◆ **Given instruction**:
Edit the rows below so that "wheat stalk" reads "barley stalk" and leave every other word as it is.

◆ **Material for this task**:
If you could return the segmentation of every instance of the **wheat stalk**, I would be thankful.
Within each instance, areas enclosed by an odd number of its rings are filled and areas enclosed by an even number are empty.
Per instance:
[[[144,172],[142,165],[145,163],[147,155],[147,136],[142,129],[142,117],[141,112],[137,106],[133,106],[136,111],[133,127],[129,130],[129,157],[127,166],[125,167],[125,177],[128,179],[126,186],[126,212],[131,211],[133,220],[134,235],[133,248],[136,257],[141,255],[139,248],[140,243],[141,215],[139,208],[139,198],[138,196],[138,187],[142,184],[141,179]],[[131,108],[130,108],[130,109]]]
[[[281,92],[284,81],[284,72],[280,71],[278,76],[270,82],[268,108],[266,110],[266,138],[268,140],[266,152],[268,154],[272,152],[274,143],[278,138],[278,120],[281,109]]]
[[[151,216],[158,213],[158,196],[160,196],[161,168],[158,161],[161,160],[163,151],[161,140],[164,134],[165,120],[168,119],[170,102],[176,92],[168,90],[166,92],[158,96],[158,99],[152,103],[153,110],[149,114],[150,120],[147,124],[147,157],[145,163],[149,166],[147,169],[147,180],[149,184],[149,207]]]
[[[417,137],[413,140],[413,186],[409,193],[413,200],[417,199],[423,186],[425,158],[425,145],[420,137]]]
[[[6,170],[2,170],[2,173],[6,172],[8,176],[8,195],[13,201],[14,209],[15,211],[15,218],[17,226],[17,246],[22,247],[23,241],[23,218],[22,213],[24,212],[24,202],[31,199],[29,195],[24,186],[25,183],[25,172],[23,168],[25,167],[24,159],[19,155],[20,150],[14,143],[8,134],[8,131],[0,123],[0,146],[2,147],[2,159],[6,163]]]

◆ **Result of the exercise**:
If you could return the segmentation of every instance of the **barley stalk**, I would be thankful.
Within each instance, areas enclosed by an odd number of its rings are filled and areas enclosed by an even number are empty.
Per instance:
[[[144,172],[142,165],[145,163],[147,155],[147,136],[142,129],[142,117],[141,112],[137,106],[133,106],[136,111],[133,127],[129,130],[129,157],[127,166],[125,167],[125,177],[128,179],[126,186],[126,212],[131,211],[133,220],[134,235],[133,248],[136,257],[141,255],[139,248],[140,243],[141,215],[139,208],[139,198],[138,196],[138,187],[142,184],[141,179]],[[131,108],[130,108],[130,109]]]
[[[281,92],[284,81],[284,72],[280,71],[278,76],[270,82],[268,108],[266,110],[266,138],[268,140],[266,152],[268,154],[272,152],[274,143],[278,138],[278,120],[281,109]]]
[[[151,216],[158,213],[158,196],[160,196],[161,168],[158,161],[161,160],[163,151],[161,140],[164,134],[165,120],[168,119],[170,102],[176,92],[168,90],[166,92],[158,96],[158,99],[152,103],[153,110],[149,114],[150,120],[147,124],[147,157],[145,163],[149,166],[147,169],[147,180],[149,184],[149,207]]]
[[[417,137],[413,140],[413,186],[409,193],[413,200],[417,199],[423,186],[425,158],[425,145],[420,137]]]
[[[6,170],[2,170],[2,173],[6,172],[8,176],[8,195],[13,201],[14,209],[15,211],[15,218],[17,226],[17,246],[22,247],[23,241],[23,218],[22,213],[24,212],[24,202],[31,199],[29,195],[24,186],[25,183],[25,172],[23,168],[25,167],[24,159],[19,155],[20,150],[14,143],[8,134],[8,131],[0,123],[0,146],[2,147],[2,159],[6,163]]]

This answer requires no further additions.